■ **What is needed**: Transcribe verbatim the lines below from the one containing "of the bare" through the one containing "Target: bare tree", including both of those lines.

Coordinate labeling data:
::::::::
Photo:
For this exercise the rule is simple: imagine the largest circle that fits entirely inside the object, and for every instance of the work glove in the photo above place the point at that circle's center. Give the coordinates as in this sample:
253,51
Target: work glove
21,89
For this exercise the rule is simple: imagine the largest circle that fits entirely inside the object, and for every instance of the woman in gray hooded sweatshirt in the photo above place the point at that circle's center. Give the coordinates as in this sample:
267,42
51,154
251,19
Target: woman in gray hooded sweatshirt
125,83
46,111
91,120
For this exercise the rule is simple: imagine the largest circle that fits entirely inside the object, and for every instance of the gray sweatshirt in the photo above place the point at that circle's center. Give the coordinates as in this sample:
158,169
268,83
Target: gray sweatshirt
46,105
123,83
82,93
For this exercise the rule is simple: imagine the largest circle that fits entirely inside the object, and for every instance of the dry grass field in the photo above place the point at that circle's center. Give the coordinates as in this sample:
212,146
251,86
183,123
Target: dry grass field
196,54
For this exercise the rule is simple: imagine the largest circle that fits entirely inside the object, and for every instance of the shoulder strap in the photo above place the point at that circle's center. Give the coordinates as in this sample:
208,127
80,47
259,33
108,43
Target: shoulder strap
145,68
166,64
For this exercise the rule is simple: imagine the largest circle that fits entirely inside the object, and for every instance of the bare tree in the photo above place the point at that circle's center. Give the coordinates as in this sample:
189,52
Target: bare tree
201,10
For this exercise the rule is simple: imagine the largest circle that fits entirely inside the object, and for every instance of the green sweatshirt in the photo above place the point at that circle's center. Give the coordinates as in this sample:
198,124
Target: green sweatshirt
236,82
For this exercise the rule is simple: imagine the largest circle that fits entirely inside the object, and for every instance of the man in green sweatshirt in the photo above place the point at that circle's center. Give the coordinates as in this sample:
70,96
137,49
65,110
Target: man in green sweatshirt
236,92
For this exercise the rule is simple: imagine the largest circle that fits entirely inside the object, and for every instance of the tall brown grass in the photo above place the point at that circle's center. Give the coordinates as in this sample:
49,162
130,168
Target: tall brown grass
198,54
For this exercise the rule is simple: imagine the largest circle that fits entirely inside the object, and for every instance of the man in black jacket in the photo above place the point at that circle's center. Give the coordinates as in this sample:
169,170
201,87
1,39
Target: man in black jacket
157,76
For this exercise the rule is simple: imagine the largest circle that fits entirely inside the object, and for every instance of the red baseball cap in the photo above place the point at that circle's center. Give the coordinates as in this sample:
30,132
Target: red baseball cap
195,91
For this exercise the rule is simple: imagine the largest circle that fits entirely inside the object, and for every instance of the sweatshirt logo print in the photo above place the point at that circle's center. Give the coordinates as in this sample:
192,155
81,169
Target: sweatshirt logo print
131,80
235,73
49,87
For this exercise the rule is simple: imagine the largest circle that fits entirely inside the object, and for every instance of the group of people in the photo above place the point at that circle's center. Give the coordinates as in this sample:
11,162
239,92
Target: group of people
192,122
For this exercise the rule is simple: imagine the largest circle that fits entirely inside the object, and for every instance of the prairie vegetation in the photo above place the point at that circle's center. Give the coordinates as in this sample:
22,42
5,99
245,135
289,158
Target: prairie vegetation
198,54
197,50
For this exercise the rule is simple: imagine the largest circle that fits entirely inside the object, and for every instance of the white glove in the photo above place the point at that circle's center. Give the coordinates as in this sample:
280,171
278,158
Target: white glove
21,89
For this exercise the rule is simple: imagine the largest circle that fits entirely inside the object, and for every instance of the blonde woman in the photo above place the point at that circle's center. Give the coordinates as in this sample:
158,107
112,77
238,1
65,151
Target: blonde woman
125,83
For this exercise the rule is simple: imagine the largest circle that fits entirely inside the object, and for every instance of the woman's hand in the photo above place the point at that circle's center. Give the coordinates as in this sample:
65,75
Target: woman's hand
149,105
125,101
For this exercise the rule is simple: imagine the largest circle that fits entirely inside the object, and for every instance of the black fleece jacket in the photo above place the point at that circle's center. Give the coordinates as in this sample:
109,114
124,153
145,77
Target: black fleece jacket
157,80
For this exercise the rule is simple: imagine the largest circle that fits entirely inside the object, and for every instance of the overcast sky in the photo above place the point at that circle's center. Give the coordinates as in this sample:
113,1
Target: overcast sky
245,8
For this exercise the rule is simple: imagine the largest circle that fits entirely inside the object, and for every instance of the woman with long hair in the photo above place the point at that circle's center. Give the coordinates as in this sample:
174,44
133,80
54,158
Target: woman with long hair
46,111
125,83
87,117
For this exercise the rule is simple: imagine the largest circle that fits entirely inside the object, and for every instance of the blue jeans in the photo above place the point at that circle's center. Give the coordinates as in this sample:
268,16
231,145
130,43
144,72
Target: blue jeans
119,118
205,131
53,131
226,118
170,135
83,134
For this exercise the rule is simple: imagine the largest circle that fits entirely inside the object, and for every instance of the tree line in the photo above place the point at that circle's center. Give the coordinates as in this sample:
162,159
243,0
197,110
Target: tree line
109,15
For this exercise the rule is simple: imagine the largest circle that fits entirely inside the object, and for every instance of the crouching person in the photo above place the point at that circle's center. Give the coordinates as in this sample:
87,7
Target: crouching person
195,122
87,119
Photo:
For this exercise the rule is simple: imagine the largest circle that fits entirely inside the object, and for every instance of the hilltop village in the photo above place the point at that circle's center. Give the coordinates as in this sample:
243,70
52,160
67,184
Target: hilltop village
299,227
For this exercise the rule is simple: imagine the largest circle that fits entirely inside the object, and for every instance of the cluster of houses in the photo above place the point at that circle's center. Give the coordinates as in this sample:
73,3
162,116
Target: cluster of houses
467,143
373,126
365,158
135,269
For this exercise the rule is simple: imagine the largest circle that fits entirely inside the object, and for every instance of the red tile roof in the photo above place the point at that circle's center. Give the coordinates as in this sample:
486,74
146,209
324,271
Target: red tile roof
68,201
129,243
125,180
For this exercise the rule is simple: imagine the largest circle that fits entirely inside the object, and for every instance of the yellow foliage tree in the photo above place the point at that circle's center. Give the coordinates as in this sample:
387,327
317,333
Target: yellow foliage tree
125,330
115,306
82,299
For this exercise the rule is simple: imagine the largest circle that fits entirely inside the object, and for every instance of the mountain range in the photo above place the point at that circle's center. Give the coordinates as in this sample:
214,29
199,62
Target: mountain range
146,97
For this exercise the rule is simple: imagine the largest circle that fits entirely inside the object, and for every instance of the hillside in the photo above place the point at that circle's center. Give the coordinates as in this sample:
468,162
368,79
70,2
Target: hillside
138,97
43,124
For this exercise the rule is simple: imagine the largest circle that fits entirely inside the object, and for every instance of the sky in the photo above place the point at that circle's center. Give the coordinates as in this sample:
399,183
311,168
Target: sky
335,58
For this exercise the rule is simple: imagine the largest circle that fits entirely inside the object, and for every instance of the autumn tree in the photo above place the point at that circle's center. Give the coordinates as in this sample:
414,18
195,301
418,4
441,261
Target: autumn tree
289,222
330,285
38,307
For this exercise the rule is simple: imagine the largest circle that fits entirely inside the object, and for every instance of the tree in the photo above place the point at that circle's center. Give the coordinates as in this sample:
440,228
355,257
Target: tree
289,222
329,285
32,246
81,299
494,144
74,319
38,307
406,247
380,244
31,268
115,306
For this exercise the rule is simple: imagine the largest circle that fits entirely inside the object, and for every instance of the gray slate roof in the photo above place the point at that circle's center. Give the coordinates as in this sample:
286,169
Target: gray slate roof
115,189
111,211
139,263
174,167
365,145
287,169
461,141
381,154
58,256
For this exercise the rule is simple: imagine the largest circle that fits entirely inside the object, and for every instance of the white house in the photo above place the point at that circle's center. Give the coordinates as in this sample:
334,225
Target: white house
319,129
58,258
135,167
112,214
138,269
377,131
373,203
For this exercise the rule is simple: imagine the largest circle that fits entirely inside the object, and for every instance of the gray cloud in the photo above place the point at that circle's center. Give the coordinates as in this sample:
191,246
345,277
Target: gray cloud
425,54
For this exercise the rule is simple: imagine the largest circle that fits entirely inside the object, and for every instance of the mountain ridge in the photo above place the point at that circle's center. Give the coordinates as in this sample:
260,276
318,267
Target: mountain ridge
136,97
::::::::
■ **Response**:
For this exercise the rule is simple: imagine the largest circle that fits entirely inside the object, and for every instance of the bare tree in the photo above place the point at that circle's center. Give the coordinates as in this sample:
189,52
Target: bare tree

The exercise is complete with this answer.